## Dataset records
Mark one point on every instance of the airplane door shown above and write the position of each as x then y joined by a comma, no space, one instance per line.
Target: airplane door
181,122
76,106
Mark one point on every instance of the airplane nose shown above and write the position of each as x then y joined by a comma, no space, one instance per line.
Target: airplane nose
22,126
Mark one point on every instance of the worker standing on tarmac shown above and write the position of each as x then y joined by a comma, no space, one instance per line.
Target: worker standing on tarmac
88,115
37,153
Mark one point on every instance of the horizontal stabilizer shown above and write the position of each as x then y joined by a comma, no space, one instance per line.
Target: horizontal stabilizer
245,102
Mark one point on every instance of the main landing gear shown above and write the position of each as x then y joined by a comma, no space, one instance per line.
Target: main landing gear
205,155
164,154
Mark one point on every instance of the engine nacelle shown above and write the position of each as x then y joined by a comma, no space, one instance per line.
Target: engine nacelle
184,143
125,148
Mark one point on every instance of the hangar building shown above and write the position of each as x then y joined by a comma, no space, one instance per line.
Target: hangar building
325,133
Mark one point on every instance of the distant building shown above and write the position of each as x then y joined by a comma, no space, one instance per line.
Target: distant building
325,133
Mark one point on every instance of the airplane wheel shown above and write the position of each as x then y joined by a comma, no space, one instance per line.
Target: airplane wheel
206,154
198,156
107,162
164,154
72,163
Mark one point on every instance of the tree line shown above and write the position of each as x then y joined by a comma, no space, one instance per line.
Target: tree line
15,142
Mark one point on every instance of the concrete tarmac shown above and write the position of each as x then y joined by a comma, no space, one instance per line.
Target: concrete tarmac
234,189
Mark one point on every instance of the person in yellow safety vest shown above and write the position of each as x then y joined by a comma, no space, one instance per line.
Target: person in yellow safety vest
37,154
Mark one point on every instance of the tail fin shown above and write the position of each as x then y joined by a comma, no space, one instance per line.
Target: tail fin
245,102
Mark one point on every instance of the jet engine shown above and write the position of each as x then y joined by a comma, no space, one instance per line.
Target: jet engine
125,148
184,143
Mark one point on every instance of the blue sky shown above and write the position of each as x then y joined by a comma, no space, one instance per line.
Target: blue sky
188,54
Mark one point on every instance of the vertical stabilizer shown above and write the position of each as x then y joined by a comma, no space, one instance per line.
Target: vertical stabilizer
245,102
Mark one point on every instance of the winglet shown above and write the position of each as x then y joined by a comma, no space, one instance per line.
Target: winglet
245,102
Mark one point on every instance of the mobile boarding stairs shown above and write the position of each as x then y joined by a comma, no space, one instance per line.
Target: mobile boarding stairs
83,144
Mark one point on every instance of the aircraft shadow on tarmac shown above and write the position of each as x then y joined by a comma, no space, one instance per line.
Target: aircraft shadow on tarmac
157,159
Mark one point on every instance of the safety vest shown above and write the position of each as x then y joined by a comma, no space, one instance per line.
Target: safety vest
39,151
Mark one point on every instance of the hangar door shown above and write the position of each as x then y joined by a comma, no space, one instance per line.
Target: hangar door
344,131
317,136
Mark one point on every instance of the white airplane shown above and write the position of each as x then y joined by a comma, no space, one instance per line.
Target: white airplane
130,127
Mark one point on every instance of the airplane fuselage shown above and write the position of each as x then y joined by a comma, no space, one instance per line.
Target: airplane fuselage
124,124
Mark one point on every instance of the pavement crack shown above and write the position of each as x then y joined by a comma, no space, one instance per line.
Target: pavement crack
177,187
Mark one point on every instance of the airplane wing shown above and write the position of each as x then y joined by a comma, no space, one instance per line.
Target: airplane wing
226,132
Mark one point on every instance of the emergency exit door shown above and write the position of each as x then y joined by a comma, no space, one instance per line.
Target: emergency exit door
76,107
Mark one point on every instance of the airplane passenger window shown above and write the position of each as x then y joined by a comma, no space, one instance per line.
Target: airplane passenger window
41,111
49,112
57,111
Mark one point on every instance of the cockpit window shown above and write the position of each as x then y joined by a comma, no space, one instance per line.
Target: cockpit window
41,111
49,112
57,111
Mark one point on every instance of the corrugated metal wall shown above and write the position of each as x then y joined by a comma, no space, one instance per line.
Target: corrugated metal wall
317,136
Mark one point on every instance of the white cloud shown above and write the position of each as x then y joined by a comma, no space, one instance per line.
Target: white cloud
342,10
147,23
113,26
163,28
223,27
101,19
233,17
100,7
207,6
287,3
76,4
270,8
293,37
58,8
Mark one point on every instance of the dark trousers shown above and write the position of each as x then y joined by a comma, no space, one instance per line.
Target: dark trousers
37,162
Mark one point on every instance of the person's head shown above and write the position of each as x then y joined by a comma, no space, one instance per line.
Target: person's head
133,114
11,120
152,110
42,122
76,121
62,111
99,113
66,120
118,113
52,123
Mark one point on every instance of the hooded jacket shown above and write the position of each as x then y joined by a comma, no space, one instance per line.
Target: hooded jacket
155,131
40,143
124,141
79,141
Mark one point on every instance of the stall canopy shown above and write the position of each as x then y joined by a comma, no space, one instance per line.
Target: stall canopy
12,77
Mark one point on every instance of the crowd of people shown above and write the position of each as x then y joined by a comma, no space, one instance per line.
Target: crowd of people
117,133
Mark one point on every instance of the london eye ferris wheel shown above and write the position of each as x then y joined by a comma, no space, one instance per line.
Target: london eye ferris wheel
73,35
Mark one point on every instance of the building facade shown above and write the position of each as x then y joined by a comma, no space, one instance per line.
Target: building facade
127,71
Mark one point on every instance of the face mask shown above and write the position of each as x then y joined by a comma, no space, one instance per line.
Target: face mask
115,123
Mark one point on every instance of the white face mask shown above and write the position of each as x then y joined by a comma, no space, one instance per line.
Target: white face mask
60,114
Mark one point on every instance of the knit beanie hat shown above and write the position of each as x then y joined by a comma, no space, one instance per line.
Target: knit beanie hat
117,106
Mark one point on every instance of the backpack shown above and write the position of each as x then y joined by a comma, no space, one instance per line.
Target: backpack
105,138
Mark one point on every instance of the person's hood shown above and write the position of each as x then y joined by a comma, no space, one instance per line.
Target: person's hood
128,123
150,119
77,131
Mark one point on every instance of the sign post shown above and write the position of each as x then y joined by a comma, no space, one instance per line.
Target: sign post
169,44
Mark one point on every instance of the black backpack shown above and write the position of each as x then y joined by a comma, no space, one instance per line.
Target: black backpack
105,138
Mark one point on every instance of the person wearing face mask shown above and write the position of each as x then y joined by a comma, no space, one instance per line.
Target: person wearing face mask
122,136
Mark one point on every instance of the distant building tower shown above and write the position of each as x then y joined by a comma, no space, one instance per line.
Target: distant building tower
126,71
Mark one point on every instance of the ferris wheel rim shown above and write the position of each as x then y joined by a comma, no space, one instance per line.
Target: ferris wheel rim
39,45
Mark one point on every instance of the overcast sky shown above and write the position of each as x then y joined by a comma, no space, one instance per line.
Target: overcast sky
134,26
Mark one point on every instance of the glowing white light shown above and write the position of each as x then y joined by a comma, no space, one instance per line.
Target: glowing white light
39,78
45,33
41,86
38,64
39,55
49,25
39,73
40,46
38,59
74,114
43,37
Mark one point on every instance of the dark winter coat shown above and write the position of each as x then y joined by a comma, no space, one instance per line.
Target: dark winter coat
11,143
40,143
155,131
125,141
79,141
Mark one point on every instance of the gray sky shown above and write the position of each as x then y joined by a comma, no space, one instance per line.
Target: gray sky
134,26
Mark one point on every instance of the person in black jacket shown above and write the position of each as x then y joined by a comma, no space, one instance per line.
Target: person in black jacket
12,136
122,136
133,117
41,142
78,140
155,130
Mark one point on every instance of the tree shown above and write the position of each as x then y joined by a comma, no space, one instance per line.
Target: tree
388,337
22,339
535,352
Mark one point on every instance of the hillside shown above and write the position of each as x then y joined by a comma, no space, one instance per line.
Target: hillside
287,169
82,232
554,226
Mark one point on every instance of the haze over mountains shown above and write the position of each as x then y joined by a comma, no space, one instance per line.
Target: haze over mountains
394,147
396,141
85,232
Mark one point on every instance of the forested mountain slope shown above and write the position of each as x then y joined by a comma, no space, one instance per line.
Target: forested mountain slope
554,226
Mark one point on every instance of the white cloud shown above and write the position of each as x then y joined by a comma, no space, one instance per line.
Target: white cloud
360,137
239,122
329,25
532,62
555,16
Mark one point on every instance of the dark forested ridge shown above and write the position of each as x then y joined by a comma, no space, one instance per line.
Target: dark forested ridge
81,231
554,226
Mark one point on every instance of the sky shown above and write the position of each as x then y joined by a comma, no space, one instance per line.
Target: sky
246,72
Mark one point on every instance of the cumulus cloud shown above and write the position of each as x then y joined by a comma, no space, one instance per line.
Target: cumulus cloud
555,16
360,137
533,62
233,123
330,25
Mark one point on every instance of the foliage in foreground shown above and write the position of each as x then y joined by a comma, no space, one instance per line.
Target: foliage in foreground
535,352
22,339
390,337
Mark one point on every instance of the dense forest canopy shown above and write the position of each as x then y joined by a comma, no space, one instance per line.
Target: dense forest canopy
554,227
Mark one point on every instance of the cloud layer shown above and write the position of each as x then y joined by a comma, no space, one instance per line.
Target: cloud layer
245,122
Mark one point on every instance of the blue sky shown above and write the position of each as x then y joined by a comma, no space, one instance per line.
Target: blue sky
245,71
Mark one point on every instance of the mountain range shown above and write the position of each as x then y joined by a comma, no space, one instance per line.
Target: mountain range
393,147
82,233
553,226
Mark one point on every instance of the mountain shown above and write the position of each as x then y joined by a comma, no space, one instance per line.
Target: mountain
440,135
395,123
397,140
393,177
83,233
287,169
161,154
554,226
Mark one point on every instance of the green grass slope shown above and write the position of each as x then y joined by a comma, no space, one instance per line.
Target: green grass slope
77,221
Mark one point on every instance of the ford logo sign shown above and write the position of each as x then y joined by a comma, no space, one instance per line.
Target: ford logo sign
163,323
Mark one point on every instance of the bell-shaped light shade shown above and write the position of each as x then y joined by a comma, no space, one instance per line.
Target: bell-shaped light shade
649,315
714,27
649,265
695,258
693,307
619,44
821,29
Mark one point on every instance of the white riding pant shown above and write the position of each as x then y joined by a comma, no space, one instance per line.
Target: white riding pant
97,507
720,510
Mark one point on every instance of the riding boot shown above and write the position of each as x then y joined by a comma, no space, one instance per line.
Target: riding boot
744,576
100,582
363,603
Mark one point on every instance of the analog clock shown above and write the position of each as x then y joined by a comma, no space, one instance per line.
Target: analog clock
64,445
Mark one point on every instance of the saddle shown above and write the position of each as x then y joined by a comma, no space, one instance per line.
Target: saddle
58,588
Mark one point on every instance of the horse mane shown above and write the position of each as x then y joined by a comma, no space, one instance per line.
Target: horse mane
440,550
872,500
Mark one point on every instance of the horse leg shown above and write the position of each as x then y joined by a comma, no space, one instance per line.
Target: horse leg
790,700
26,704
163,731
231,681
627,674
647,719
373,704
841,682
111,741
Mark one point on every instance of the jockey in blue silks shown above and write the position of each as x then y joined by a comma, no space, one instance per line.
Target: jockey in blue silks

## What is being asked
Copy out the lines from the line containing "Mark one point on every instance of the bell-shaped" to the end of the listing above, without alteration.

## Reply to the task
Mark one point on every instance of the bell-shaped light shade shown above and write the position of each as x then y joined by a comma, no space, one instance per line.
Target: bell-shaped light shade
649,315
714,27
649,265
695,258
693,307
619,44
821,29
Mark one point on every instance of the white riding pant shown above and write the position of each as x then y joined by a comma, no space, one instance per line.
Target: white riding pant
97,507
720,510
Mark one point on every instance of the riding boot shown above and write the position of each as x then y joined by a comma, no space, one instance per line.
Target: riding boot
744,576
100,582
363,603
Mark one point on every instance of the analog clock shown above and write the position of each as x then y joined by a comma, no space, one instance per line.
Target: analog clock
64,445
Mark one point on every instance of the saddle shown above and write the position of each as x then y joined by a comma, no space, one instance per line.
Target: saddle
58,588
Mark one point on every instance of the horse mane shown above and write the position of each as x then y joined by a comma, no space, one instance per line.
Target: horse mane
440,550
872,500
Mark one point on every instance of the horse leg shown above and write the position of each as x then y joined by a comma, no space, one instance per line.
Target: horse leg
790,700
26,704
163,731
231,681
627,674
647,719
373,704
841,682
111,741
Mark one point on every instance of the jockey in blue silks shown above and write the position of each as x then y joined by a comma, no space, one instance per line.
Target: jockey in blue silks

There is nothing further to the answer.